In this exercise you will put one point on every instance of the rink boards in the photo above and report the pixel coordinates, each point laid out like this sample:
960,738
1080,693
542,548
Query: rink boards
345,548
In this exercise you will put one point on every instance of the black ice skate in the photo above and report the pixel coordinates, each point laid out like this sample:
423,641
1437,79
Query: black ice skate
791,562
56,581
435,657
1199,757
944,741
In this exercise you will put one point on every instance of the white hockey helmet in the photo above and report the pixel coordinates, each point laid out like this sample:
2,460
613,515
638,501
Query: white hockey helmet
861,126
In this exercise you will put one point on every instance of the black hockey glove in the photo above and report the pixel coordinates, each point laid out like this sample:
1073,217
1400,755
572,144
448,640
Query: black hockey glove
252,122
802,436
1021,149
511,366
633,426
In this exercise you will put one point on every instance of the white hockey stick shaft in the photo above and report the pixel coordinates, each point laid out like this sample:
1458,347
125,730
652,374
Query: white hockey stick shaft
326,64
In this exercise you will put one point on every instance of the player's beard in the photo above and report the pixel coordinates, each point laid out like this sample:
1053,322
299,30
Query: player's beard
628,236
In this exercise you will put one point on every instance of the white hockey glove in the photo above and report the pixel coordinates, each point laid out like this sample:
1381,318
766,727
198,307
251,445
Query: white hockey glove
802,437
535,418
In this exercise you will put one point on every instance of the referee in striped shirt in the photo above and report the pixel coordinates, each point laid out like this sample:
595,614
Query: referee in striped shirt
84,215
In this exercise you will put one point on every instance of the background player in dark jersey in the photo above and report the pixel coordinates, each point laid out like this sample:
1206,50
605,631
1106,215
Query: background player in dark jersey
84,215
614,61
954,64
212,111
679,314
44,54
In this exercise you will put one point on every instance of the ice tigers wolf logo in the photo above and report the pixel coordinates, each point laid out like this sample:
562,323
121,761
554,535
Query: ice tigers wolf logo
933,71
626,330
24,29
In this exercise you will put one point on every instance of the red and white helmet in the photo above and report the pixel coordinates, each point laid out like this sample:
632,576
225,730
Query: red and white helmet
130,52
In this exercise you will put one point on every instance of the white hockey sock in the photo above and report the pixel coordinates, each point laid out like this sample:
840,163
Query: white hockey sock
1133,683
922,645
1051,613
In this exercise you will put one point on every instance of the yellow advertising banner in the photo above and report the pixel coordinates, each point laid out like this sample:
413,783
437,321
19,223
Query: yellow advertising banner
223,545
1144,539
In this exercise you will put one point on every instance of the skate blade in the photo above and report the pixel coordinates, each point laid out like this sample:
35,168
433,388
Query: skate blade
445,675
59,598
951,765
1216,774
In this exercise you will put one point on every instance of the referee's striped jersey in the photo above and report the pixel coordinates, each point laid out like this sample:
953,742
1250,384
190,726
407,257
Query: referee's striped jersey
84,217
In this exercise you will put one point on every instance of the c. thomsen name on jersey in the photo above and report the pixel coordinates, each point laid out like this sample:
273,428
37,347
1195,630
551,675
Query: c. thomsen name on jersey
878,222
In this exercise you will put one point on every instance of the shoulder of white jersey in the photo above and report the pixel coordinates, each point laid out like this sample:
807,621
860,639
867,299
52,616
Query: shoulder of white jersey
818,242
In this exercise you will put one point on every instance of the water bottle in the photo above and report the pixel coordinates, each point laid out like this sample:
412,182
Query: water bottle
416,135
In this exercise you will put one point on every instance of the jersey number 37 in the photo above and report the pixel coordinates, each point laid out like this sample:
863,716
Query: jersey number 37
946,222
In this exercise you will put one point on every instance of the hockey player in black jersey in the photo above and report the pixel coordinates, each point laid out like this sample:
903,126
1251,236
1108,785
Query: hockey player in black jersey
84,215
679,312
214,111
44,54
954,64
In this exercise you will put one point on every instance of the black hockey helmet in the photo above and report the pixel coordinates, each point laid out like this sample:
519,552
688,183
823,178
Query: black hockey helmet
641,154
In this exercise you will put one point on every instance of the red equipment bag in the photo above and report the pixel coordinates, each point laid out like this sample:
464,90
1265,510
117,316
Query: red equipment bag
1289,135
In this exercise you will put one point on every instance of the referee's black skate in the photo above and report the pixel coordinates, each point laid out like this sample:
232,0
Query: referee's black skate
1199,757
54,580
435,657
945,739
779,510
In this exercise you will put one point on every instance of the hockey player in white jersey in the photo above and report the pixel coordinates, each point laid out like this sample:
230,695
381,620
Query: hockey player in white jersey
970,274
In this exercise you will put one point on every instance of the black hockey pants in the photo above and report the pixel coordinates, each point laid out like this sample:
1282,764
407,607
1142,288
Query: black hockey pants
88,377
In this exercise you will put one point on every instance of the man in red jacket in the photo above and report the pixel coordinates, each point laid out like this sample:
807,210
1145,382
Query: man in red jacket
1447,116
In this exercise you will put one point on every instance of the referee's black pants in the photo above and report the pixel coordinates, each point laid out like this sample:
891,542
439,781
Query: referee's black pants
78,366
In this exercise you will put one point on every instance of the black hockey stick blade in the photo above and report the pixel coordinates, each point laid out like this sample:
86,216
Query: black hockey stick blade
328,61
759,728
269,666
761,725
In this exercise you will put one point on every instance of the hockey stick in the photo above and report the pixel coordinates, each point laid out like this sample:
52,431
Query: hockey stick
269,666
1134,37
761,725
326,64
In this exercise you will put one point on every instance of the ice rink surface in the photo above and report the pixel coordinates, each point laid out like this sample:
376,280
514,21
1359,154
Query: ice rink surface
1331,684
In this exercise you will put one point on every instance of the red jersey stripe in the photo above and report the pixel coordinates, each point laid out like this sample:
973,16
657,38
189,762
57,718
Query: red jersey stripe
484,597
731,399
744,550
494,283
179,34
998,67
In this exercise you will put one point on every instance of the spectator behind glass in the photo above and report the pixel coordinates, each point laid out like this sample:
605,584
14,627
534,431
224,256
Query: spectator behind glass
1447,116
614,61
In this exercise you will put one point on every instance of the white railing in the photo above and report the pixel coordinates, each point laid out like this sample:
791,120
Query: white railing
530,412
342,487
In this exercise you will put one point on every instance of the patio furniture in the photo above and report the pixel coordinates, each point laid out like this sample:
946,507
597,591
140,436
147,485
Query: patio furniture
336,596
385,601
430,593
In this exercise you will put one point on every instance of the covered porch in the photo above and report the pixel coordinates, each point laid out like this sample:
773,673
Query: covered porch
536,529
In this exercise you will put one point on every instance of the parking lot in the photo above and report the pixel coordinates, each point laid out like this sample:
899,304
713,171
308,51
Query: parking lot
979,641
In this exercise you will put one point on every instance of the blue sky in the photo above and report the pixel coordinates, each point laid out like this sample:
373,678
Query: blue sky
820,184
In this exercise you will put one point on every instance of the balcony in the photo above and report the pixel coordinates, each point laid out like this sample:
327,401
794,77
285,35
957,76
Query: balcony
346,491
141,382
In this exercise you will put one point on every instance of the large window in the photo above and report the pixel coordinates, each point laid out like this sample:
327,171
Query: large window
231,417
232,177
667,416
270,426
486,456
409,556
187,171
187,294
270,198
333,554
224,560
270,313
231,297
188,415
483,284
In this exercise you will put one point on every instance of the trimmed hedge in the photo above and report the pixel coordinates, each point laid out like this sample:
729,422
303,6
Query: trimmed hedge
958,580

■ ■ ■ ■

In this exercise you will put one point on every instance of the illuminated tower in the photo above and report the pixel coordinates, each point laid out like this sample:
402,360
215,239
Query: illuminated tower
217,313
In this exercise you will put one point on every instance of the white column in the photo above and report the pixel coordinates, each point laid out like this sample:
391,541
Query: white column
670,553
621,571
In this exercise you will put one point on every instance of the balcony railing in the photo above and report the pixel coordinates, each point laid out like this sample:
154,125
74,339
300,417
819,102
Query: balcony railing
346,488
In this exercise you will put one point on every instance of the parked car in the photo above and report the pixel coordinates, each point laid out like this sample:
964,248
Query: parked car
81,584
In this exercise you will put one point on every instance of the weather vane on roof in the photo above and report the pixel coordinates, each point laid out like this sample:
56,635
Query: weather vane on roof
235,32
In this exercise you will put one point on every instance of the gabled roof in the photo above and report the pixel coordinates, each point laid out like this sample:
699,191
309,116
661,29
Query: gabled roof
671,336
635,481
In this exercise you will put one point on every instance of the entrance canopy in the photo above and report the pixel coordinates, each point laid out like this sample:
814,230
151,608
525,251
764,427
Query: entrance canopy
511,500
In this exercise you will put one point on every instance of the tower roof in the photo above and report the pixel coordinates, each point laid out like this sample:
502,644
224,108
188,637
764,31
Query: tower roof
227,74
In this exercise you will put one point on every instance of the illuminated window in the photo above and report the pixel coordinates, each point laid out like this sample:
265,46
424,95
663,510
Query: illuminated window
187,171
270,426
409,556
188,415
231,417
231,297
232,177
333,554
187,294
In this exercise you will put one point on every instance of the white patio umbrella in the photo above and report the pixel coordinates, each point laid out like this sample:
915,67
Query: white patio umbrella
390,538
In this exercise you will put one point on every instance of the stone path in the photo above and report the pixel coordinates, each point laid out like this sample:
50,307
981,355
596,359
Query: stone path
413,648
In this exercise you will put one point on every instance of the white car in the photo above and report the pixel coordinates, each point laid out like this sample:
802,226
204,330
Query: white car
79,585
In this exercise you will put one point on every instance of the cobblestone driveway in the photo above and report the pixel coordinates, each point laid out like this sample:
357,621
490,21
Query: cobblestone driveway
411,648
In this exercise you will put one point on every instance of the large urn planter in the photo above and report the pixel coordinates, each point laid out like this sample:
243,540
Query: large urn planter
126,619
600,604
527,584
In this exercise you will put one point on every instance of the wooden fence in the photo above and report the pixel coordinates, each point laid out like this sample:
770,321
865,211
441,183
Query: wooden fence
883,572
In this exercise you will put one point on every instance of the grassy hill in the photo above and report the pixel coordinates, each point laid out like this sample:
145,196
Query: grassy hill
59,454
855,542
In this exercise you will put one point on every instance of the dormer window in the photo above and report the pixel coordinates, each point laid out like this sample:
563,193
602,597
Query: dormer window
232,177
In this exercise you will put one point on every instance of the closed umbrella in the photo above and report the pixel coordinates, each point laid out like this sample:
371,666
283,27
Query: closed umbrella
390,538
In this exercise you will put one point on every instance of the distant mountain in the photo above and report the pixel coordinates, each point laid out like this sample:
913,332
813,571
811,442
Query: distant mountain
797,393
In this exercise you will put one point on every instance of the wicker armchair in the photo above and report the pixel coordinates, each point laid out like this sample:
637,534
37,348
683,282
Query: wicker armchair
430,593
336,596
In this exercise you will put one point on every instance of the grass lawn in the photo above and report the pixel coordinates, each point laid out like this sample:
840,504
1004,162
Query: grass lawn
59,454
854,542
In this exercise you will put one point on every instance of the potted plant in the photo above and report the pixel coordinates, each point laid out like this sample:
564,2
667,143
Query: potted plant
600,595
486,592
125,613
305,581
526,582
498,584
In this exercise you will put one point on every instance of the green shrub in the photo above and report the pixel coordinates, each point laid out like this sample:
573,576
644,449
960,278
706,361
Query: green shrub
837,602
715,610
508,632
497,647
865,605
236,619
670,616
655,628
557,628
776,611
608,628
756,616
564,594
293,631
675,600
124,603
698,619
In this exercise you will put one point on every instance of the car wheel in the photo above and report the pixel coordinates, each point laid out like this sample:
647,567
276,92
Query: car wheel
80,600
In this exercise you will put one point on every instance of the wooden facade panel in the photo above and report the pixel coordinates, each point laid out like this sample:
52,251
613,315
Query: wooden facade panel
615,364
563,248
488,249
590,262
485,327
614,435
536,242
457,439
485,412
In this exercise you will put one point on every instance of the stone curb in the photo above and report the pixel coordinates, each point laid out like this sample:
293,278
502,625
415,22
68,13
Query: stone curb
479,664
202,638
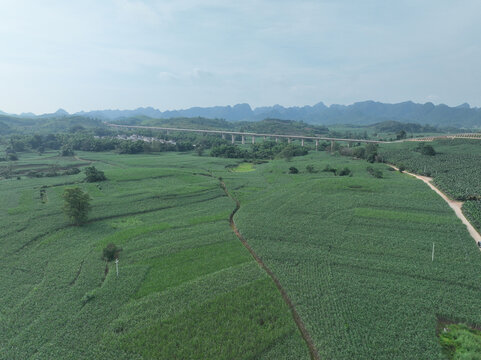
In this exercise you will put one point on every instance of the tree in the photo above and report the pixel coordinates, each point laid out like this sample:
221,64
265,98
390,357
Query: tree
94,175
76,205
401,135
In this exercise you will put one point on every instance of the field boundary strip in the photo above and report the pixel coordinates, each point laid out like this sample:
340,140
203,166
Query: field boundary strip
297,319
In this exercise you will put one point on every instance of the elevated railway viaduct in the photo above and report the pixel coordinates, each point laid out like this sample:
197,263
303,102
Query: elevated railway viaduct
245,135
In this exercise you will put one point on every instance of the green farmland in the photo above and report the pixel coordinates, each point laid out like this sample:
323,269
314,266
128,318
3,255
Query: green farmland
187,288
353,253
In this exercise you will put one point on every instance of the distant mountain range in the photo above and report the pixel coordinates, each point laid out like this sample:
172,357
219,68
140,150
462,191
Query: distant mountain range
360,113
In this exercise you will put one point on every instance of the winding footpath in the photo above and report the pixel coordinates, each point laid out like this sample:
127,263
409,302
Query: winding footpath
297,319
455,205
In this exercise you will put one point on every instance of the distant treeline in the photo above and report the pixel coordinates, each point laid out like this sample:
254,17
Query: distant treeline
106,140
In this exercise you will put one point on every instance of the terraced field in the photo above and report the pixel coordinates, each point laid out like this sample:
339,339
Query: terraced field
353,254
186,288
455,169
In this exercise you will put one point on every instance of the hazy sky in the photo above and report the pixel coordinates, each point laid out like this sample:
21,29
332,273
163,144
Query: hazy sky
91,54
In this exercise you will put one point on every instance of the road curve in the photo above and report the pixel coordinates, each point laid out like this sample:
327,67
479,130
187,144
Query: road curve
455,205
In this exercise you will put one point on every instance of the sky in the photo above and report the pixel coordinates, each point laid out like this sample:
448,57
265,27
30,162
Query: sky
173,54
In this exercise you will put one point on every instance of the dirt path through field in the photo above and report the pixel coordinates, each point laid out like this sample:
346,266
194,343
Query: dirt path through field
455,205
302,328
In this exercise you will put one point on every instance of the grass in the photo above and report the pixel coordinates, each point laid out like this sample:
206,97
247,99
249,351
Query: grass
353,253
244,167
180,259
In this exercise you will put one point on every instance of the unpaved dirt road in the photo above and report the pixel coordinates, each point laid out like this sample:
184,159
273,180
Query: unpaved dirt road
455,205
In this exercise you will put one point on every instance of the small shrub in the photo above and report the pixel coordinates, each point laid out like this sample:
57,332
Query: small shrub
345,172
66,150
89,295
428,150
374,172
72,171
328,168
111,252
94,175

■ ■ ■ ■

### What you have to do
Which lines in the items above contain the word "bottle"? Return each of those lines in full, matching case exactly.

### Correct response
In this exercise you will put one point on every instance of the water bottle in the photo above and report the pixel coordinates, each point laid out like this sample:
Query: water bottle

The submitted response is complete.